Coordinate annotation entries
* Start *
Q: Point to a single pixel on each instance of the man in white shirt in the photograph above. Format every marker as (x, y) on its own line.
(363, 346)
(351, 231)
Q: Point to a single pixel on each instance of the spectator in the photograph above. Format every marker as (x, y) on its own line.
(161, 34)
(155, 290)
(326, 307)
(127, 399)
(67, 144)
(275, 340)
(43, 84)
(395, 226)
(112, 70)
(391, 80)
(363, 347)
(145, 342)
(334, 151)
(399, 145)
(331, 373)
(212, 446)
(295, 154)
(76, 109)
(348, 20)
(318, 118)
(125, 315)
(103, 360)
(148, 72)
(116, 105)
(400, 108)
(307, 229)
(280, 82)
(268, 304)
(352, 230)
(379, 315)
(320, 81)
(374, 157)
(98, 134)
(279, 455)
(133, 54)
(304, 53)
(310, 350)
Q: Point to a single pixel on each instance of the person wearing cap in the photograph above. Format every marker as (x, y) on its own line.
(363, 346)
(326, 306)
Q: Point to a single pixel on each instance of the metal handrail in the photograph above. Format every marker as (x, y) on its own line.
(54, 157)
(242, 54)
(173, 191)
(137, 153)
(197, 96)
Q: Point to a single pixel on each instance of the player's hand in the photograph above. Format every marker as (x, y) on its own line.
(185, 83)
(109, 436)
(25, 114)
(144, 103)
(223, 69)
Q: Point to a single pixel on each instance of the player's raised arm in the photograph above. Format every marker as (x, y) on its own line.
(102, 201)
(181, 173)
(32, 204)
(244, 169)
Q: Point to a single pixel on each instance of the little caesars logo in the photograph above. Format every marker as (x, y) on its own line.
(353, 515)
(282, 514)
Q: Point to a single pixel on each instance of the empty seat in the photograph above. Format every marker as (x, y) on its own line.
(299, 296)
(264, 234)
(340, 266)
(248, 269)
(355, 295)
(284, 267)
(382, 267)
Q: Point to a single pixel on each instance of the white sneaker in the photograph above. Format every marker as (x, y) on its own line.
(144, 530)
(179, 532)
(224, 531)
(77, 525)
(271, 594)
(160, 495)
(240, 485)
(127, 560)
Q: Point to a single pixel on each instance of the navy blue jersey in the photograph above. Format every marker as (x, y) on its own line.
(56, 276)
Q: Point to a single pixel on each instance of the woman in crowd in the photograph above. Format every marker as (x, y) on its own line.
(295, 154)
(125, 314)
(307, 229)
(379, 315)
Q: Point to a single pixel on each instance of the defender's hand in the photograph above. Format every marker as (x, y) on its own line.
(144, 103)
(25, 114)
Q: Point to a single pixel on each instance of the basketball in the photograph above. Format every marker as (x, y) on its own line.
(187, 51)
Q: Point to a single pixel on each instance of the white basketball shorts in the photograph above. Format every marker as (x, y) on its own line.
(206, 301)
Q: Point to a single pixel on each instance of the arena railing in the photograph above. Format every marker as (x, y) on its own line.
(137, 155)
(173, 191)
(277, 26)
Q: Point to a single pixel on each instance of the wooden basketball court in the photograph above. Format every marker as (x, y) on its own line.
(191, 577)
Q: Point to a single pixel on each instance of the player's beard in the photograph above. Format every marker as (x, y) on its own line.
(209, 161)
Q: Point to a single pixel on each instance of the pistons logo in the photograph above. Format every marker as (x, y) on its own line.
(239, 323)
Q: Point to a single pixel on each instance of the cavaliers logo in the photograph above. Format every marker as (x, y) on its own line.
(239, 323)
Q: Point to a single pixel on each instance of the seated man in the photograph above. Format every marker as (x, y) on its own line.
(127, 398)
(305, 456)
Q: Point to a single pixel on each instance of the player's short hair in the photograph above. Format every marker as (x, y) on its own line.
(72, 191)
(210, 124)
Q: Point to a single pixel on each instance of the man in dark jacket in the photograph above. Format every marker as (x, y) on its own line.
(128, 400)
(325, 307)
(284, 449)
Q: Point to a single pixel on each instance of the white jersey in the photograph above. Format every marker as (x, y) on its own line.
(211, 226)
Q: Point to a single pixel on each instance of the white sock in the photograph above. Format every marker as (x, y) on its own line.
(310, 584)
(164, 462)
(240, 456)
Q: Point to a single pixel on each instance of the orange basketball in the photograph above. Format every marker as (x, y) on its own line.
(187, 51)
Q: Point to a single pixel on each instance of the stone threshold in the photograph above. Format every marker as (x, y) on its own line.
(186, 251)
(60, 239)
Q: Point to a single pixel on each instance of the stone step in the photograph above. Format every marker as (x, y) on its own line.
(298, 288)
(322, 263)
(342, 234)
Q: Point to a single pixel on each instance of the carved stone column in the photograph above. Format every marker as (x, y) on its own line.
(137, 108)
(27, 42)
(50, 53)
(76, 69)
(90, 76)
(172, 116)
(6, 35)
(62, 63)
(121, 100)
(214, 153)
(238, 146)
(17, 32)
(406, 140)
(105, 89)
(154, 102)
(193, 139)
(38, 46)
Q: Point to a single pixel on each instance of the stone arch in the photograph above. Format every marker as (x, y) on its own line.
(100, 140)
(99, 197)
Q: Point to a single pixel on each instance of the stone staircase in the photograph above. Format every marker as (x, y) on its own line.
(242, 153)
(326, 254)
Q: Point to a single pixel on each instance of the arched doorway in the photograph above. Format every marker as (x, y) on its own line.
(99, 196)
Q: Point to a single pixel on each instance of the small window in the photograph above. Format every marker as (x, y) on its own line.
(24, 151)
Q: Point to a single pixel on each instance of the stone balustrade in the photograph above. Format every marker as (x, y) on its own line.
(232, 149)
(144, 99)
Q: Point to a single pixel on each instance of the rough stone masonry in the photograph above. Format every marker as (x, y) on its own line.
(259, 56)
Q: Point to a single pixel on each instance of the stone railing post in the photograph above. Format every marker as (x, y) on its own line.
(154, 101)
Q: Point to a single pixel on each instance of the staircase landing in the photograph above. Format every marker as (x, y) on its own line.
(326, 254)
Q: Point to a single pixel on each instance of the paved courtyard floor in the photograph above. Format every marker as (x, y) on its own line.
* End *
§ **Written instruction**: Repeat exactly, and only, the lines from the line with "of the carved" through the end of the listing above, both ends included.

§ **Task answer**:
Q: Point to a single pixel on each instance of the carved stone column in the photograph above. Format every marker as (x, y) on its own line.
(137, 108)
(27, 42)
(50, 53)
(76, 69)
(90, 76)
(172, 116)
(6, 35)
(62, 63)
(121, 100)
(214, 153)
(238, 146)
(17, 32)
(406, 140)
(105, 89)
(154, 102)
(193, 139)
(38, 46)
Q: Point to a single pixel on each instance of the stone arch in the photograph above. Format every marker as (x, y) on its own line.
(100, 140)
(99, 197)
Q: Point to a single pixel on each instance of the stone staircase in the photograph above. Format every marker as (x, y) on its own line.
(242, 153)
(326, 254)
Q: Point to a single pixel on each instance of the arched doorway in the photograph above. Format every marker as (x, y) on its own line.
(99, 196)
Q: Point to a single pixel on each instance of the small window in the photograph above. Format every marker as (x, y) on its own line.
(24, 151)
Q: Point to a single pixel on each instance of the stone balustrade in the photograph above. Format every marker as (x, y) on its own line.
(232, 149)
(144, 99)
Q: Point to a single pixel on each instance of the rough stone masonry in the photograph above. Format every marker as (x, y) on its own line.
(259, 56)
Q: Point to a single pixel on each instance of the stone railing post in the photograph above. Format every marker as (x, y) on its own line.
(154, 101)
Q: Point to a single pixel on each instance of the staircase landing in the photograph above. Format every marker as (x, y) on its own line.
(326, 254)
Q: Point to a single pixel on each instance of the paved courtyard floor in the photograph above. Format every marker as (x, y) on its own line.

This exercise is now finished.